_STATED GOAL 1_: In the Z3 and Binary Ninja excerpt, which Z3 sort must replace Int so that an integer overflow can be modeled?

_PROVIDED PASSAGE_:
+++++

Z3 tells us that the equations can be satisfied and provides values to solve them. We can apply this technique to modeling a vulnerability. It turns out that assembly instructions can be modeled as algebraic statements. Take the following snippet of assembly:

  lea eax, [ebx+8]
  cmp eax, 0x20
  jle allocate
  int3
allocate:
  push eax
  call malloc
  ret

When we lift this assembly to Binary Ninja’s LLIL, we get the following graph:

llil_example

Figure 1. LLIL makes it easy to identify the signed comparison conditional.

In this code, eax takes the value of ebx and then adds 8 to it. If this value is above 0x20, an interrupt is raised. However, if the value is less than or equal to 0x20, the value is passed to malloc. We can use LLIL’s output to model this as a set of equations that should be unsatisfiable if an integer overflow is not possible (e.g. there should never be a value of ebx such that ebx is larger than 0x20 but eax is less than or equal to 0x20), which would look something like this:

eax = ebx + 8
ebx > 0x20
eax <= 0x20

What happens if we plug these equations into Z3? Not exactly what we’d hope for.

>>> eax = Int('eax')
>>> ebx = Int('ebx')
>>> s = Solver()
>>> s.add(eax == ebx + 8)
>>> s.add(ebx > 0x20)
>>> s.add(eax <= 0x20)
>>> s.check()
unsat

There should be an integer overflow, but our equations were unsat. This is because the Int type (or “sort” in z3 parlance) represents a number in the set of all integers, which has a range of -∞ to +∞, and thus an overflow is not possible. Instead, we must use the BitVec sort, to represent each variable as a vector of 32 bits:

>>> eax = BitVec('eax', 32)
>>> ebx = BitVec('ebx', 32)
>>> s = Solver()
>>> s.add(eax == ebx + 8)
>>> s.add(ebx > 0x20)
>>> s.add(eax <= 0x20)
>>> s.check()
sat

There’s the result we expected! With this result, Z3 tells us that it is possible for eax to overflow and call malloc with a value that is unexpected. With a few more lines, we can even see a possible value to satisfy these equations:

>>> s.model()
[ebx = 2147483640, eax = 2147483648]
>>> hex(2147483640)
'0x7ffffff8'

This works really well for registers, which can be trivially represented as discrete 32-bit variables. To represent memory accesses, we also need Z3’s Array sort, which can model regions of memory. However, stack variables reside in memory and are more difficult to model with a constraint solver. Instead, what if we could treat stack variables the same as registers in our model? We can easily do that with Binary Ninja’s Medium Level IL.

+++++

_STATED GOAL 2_: Resize the entries that begin at the line containing "Is there any gray" and end with the line containing "0, 0, 139, 100". Rewrite only those lines, requests included and left unchanged, and multiply every coordinate in the answers by 1.05, rounding to whole numbers with halves rounded up.

(Detection examples)
+++++

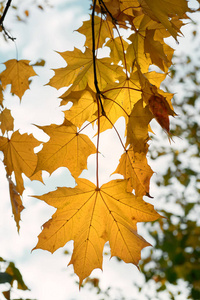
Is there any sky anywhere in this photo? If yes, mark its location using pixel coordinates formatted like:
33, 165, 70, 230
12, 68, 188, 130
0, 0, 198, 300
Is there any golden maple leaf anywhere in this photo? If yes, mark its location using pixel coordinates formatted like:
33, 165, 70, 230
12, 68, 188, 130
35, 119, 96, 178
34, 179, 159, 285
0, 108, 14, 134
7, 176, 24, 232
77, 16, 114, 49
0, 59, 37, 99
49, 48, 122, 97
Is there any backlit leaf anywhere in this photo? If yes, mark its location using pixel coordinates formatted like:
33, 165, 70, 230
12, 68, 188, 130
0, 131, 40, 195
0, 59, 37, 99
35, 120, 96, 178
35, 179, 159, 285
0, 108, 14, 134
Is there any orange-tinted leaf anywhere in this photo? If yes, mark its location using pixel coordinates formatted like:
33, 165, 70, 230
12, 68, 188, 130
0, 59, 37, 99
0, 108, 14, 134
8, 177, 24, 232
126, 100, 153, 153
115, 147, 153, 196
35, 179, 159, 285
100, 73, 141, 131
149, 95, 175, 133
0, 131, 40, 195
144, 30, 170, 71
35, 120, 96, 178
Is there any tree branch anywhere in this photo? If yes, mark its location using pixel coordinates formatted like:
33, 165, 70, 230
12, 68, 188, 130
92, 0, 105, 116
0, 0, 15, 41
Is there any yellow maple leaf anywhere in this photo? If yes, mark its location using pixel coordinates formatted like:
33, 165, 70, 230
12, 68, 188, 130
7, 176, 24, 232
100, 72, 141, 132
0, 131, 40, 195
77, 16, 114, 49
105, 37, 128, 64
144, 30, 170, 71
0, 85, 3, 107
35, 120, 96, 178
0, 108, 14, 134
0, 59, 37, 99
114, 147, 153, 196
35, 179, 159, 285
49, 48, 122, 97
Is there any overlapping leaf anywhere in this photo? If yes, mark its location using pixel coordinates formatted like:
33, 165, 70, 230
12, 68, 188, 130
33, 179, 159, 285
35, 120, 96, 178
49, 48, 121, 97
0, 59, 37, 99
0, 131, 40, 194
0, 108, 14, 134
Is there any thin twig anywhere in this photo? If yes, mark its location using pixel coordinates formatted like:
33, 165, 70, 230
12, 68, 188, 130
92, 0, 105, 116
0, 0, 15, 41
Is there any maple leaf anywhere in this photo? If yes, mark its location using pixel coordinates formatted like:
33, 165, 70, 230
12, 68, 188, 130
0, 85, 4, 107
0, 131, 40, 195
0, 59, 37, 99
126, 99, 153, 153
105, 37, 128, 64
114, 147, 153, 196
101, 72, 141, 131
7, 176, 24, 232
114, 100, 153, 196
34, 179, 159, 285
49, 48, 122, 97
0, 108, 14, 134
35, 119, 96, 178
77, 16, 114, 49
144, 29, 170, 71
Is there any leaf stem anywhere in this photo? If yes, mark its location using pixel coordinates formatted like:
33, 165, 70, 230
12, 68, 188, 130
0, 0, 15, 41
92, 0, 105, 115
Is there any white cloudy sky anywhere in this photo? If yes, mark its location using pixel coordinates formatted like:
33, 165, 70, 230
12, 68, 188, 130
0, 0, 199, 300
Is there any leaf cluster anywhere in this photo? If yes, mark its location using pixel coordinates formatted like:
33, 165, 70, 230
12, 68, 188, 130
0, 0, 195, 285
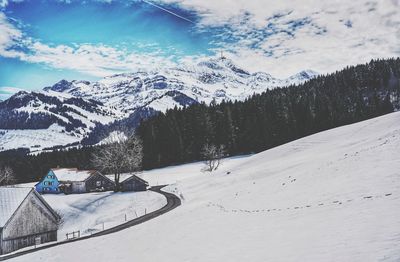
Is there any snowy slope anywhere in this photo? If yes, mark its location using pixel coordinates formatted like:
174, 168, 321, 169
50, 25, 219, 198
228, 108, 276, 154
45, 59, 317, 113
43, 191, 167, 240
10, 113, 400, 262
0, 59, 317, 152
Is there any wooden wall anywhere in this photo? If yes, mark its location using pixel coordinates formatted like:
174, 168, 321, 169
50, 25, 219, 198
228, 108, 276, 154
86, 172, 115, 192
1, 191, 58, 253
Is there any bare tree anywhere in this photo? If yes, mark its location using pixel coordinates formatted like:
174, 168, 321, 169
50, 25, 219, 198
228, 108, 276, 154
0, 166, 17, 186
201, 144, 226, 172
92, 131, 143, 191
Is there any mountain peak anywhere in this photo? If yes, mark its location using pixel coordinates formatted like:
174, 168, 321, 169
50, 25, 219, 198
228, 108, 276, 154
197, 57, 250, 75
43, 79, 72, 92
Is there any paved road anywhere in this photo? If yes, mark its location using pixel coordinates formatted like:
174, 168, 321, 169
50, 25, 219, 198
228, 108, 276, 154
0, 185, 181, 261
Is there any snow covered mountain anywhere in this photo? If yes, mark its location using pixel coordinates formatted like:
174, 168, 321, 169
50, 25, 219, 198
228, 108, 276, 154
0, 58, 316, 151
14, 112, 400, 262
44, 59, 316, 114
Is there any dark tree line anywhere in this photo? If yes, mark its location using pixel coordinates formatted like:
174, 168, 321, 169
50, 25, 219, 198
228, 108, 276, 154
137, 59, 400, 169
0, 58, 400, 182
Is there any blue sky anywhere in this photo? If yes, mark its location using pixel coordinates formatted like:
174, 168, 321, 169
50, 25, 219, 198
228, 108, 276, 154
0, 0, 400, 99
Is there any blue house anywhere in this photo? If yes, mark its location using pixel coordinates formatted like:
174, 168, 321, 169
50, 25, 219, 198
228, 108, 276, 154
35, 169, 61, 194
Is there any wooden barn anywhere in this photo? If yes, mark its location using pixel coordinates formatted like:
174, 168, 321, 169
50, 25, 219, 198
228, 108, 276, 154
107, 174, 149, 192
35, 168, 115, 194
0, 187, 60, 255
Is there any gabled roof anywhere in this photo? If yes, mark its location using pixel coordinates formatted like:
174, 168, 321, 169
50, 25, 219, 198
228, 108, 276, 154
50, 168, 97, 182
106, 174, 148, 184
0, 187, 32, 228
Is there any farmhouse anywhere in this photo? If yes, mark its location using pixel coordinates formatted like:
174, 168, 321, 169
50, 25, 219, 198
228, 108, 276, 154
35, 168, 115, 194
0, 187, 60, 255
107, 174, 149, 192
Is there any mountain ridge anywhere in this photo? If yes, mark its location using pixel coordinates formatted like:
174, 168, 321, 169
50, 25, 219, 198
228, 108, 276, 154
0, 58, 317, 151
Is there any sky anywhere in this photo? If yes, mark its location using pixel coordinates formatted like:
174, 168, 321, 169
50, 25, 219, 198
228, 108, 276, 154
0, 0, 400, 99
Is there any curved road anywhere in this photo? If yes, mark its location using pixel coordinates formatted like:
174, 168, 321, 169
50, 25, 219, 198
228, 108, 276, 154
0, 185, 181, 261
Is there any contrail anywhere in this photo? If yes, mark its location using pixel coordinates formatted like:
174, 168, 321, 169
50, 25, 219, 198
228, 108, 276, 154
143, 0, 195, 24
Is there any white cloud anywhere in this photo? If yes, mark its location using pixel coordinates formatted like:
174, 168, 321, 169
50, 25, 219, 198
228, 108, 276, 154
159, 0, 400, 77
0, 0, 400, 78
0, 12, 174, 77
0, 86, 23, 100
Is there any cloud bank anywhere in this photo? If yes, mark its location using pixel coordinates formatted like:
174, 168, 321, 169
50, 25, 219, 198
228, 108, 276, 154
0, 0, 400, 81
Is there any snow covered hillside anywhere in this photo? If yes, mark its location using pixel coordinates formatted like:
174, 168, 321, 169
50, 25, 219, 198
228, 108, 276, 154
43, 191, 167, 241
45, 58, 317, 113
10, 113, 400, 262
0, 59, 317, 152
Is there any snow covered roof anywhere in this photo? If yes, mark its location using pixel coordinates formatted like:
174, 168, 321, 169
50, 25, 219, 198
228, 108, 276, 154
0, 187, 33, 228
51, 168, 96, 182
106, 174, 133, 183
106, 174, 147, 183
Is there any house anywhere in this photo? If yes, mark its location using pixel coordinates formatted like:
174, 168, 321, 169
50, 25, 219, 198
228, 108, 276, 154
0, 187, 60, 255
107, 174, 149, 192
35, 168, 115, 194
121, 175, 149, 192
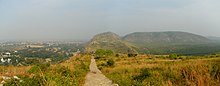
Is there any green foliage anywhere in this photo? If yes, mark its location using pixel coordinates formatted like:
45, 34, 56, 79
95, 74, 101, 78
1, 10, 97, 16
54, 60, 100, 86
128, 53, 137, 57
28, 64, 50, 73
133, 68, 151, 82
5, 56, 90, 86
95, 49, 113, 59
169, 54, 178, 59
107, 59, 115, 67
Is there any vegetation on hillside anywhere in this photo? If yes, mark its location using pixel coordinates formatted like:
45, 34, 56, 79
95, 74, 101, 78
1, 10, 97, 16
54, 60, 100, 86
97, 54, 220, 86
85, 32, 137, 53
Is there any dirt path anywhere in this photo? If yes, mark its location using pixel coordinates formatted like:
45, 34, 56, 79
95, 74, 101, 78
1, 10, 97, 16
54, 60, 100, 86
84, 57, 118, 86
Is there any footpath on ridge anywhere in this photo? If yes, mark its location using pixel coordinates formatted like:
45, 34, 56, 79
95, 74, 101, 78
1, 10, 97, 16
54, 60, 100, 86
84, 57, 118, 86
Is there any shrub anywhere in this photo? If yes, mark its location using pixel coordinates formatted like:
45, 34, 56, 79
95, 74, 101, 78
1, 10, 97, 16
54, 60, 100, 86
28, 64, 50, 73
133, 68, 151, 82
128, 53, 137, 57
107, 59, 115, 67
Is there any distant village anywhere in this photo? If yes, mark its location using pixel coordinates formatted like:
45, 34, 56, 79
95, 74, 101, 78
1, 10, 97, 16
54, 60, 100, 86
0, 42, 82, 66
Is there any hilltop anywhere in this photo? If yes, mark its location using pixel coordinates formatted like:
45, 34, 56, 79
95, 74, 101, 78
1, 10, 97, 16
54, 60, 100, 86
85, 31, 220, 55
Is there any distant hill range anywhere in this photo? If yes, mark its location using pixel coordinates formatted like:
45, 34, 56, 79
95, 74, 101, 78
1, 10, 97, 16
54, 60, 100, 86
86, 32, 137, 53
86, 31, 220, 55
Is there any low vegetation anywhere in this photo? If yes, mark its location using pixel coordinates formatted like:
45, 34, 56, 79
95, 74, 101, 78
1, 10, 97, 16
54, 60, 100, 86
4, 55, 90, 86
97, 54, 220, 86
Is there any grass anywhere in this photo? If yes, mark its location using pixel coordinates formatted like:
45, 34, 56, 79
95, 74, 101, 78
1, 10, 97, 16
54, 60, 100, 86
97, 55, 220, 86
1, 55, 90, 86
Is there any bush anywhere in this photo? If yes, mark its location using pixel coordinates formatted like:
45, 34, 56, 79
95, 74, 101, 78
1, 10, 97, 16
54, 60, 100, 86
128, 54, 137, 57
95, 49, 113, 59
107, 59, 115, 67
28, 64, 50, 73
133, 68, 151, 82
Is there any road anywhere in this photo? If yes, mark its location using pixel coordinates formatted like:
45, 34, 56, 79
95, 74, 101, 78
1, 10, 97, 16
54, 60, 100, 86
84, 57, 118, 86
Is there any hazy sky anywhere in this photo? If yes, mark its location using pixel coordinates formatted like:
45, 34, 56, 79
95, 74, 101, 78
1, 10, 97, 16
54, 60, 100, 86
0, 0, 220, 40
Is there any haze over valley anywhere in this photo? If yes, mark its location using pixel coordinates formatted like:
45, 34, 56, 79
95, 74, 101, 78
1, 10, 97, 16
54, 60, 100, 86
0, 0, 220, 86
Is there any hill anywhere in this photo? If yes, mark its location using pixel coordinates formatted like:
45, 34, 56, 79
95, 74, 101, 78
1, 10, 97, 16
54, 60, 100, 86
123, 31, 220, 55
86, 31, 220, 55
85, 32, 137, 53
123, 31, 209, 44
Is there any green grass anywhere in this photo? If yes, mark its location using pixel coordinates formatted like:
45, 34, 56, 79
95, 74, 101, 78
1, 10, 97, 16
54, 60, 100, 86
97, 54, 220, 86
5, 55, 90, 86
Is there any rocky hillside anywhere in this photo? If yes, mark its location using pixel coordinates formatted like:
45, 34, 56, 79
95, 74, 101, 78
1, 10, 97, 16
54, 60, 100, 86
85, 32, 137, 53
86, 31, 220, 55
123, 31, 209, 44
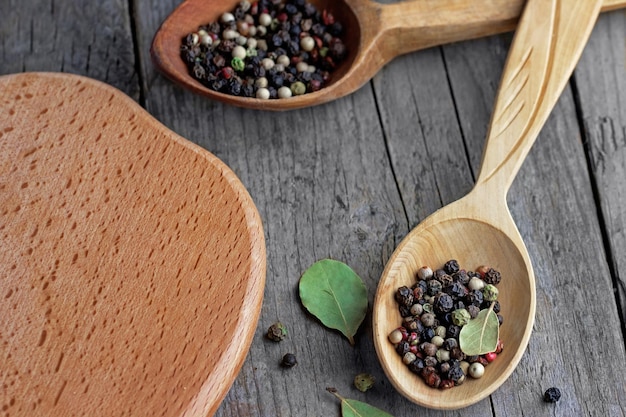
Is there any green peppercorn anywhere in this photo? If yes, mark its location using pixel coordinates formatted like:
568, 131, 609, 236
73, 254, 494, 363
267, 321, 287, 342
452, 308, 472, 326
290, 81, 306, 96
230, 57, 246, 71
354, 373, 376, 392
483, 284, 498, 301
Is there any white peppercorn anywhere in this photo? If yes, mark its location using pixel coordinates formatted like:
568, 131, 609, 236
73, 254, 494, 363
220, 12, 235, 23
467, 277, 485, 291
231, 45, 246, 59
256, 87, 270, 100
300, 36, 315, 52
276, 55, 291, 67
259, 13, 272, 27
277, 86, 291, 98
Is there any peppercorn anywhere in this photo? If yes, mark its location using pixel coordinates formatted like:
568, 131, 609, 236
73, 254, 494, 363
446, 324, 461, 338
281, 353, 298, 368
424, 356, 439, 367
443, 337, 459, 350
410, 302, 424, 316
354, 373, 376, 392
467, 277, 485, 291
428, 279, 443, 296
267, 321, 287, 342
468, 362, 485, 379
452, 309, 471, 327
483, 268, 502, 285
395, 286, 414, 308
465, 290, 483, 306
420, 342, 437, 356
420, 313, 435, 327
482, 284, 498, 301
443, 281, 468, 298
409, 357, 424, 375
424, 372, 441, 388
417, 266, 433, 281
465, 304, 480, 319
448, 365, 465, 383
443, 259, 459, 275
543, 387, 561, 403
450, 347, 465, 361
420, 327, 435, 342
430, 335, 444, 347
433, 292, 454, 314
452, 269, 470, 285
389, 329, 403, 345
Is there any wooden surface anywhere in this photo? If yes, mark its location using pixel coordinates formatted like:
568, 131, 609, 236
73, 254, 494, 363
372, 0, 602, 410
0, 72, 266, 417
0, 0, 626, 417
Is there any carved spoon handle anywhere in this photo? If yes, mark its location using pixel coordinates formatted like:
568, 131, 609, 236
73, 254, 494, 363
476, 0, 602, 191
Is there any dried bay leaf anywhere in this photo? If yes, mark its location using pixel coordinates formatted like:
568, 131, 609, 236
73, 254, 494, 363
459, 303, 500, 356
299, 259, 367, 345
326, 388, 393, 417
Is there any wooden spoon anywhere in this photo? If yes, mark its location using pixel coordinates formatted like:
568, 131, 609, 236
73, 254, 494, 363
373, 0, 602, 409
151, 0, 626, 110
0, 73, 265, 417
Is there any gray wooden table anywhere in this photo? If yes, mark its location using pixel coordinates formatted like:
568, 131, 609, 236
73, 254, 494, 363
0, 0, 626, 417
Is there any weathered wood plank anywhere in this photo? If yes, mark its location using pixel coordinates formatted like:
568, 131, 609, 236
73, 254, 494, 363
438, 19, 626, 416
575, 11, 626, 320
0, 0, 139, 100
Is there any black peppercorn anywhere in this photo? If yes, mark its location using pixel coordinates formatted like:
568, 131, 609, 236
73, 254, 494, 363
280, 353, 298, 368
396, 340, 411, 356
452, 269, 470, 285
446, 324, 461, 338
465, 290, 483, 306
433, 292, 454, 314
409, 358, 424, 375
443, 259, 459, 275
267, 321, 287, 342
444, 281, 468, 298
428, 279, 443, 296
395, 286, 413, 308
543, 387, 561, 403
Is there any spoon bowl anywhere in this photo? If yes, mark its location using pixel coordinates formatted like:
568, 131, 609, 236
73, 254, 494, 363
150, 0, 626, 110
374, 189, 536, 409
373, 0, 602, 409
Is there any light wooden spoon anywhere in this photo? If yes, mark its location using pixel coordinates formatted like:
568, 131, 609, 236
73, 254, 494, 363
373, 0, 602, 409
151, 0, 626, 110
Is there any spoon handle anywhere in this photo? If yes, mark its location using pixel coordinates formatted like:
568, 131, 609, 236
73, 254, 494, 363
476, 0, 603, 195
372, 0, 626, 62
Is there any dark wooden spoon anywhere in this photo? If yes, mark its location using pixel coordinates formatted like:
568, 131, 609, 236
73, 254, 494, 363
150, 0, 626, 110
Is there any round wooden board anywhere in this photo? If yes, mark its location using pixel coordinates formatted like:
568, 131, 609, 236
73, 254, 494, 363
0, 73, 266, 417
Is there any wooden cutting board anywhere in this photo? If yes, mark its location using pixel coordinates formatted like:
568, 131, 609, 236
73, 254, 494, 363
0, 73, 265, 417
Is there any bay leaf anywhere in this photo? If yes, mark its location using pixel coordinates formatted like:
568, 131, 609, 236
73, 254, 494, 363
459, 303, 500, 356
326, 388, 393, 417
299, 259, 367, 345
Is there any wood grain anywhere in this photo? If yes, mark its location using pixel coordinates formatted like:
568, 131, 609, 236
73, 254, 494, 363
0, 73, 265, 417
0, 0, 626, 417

+++++

_CORRECT OUTPUT 1_: The BitVec sort, which represents each variable as a vector of 32 bits.

_CORRECT OUTPUT 2_:
Is there any gray wooden table anywhere in this photo? If yes, mark its location using pixel coordinates formatted like:
568, 131, 609, 236
73, 254, 494, 363
0, 0, 657, 438
Is there any weathered wood plank anywhere in this photo? If yes, mark its location using pixel coordinates formatted like:
568, 131, 609, 236
73, 254, 494, 363
460, 20, 657, 437
604, 12, 657, 336
0, 0, 146, 105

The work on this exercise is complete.